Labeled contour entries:

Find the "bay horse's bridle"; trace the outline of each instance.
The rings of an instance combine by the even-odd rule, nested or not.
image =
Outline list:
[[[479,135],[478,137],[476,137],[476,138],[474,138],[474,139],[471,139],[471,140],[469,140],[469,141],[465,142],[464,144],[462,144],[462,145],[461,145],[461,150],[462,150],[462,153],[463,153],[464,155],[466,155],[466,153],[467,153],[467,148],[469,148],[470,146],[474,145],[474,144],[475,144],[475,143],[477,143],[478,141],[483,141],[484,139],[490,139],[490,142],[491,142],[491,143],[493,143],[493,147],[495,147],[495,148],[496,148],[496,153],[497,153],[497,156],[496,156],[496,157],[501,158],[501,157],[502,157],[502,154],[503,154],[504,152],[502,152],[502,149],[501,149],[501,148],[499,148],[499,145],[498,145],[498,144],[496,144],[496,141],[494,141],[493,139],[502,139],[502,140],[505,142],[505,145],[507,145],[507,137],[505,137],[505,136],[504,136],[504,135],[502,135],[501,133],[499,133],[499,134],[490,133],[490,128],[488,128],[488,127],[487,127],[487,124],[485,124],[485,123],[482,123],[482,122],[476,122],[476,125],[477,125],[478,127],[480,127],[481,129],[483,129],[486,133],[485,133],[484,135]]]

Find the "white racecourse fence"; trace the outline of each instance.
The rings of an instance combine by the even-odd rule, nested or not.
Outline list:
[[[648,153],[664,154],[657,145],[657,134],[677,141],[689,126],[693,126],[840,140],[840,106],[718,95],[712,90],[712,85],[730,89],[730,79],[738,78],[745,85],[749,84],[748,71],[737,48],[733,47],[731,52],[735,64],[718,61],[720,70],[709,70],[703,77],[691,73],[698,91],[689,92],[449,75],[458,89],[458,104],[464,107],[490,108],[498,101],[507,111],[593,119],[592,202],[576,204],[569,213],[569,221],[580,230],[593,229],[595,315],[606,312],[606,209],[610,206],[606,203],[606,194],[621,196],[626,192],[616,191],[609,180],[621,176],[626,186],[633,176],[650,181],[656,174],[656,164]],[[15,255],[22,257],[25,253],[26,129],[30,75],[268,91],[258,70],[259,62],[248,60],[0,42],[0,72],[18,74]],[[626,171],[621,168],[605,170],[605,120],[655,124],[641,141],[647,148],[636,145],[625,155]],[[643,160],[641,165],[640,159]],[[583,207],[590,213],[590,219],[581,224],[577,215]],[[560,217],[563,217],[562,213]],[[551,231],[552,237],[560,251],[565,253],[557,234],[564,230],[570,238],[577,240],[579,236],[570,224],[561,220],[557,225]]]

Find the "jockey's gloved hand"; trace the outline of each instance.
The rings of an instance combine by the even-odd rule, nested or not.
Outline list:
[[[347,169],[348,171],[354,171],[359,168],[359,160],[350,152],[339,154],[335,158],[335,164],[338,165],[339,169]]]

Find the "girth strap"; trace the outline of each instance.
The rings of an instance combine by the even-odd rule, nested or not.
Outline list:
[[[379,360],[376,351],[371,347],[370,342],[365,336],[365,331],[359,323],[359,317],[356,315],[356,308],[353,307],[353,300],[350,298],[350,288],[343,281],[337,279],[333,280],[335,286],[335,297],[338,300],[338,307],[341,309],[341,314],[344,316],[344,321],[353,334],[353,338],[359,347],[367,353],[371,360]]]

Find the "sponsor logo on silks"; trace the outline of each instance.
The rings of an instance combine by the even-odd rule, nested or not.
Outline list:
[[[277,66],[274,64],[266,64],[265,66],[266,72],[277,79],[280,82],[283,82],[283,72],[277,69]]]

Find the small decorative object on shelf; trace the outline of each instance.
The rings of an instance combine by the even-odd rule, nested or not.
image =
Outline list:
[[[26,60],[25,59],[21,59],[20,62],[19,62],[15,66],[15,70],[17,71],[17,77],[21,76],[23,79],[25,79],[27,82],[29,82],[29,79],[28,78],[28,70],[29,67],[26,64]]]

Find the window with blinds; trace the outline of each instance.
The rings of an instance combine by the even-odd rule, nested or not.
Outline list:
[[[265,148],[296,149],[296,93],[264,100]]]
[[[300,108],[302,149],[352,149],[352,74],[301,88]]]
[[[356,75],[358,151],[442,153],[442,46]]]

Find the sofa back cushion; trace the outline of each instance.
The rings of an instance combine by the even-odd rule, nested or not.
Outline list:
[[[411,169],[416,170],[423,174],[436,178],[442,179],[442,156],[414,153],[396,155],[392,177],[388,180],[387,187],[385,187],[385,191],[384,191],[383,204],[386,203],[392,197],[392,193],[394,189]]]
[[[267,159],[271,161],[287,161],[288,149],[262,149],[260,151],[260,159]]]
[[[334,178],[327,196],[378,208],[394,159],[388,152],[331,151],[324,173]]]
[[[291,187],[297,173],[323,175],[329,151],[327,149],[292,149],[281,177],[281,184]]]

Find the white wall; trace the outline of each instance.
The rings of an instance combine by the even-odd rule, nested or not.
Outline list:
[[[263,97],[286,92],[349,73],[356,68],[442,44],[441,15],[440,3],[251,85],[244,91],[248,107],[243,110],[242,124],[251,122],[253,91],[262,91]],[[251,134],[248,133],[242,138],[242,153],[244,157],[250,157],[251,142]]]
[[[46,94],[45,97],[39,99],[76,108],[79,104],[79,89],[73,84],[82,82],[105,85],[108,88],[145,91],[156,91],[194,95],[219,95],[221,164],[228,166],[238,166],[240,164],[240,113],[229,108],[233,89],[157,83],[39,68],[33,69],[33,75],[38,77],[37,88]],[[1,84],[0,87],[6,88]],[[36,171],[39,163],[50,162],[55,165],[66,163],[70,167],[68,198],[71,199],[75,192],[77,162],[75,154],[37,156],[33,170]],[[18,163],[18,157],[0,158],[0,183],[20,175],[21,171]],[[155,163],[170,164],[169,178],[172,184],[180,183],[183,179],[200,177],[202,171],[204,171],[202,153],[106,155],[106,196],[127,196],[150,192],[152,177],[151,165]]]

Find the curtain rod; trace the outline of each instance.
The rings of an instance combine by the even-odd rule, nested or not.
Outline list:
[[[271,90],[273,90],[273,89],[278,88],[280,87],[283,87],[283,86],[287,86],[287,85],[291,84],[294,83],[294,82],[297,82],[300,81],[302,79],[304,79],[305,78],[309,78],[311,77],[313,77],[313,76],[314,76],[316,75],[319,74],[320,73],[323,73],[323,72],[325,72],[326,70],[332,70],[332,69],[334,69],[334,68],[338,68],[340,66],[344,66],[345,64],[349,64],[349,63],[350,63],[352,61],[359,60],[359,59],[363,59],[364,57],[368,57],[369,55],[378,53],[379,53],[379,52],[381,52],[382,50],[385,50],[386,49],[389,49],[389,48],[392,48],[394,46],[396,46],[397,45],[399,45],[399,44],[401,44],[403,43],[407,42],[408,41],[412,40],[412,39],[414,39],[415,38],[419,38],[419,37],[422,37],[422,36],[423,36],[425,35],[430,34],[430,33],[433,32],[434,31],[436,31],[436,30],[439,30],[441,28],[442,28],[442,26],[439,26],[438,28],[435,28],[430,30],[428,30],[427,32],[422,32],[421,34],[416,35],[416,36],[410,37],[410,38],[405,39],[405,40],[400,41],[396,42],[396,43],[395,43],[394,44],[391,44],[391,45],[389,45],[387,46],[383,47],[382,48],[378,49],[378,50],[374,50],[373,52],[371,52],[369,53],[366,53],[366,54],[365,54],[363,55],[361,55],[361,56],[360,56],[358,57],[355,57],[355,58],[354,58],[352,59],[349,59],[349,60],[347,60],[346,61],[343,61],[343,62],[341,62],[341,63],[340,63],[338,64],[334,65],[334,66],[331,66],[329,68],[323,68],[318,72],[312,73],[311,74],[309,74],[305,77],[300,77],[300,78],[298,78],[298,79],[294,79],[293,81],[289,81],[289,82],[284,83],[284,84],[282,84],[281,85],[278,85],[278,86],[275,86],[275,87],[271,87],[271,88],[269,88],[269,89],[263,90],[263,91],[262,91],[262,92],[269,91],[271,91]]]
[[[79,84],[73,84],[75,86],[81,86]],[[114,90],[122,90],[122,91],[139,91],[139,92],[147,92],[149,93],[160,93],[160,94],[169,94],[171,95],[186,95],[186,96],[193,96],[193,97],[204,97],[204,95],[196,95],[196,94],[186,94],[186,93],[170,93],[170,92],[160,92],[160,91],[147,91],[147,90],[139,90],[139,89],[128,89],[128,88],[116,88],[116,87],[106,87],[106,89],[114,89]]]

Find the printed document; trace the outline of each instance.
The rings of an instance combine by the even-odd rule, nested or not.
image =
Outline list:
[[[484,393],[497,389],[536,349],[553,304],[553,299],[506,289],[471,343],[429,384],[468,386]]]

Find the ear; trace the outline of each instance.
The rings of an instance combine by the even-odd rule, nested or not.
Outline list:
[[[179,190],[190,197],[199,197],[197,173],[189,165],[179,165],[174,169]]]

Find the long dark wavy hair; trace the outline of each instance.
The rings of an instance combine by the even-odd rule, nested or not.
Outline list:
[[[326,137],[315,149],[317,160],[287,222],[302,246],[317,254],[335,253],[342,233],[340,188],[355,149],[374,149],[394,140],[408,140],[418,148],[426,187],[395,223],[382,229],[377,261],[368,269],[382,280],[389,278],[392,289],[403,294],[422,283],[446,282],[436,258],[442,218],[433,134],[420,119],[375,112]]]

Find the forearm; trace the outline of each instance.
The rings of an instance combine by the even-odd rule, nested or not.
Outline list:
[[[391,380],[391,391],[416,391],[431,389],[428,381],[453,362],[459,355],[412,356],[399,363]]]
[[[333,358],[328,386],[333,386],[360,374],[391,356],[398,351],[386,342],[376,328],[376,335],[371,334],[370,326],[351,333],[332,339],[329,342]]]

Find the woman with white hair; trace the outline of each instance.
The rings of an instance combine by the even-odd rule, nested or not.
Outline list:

Exercise.
Reproduce the records above verbatim, from the line containing "Find the long" through the end of the records, with both ends included.

Written answer.
Find the long dark wavy hair; trace the outline of each instance.
The rings of an instance combine by the even-odd rule, nested or not.
Outline list:
[[[326,137],[315,149],[317,160],[287,222],[302,246],[317,254],[335,253],[342,233],[340,188],[355,149],[374,149],[394,140],[408,140],[418,148],[426,187],[395,223],[382,229],[377,261],[368,269],[382,280],[389,278],[392,289],[403,294],[422,283],[446,282],[436,258],[442,218],[433,134],[420,119],[375,112]]]

Find the forearm; trace the outline of each instance.
The rings of an instance combine by the even-odd rule, nested or not.
Outline list:
[[[391,380],[391,391],[416,391],[431,389],[428,381],[453,362],[459,355],[412,356],[399,363]]]
[[[333,358],[328,386],[333,386],[360,374],[391,356],[398,351],[386,342],[376,328],[376,335],[371,334],[370,326],[351,333],[332,339],[329,342]]]

Find the woman with white hair; trace the outline of each instance.
The rings of an instance combine by the even-odd rule, nested or not.
Outline list:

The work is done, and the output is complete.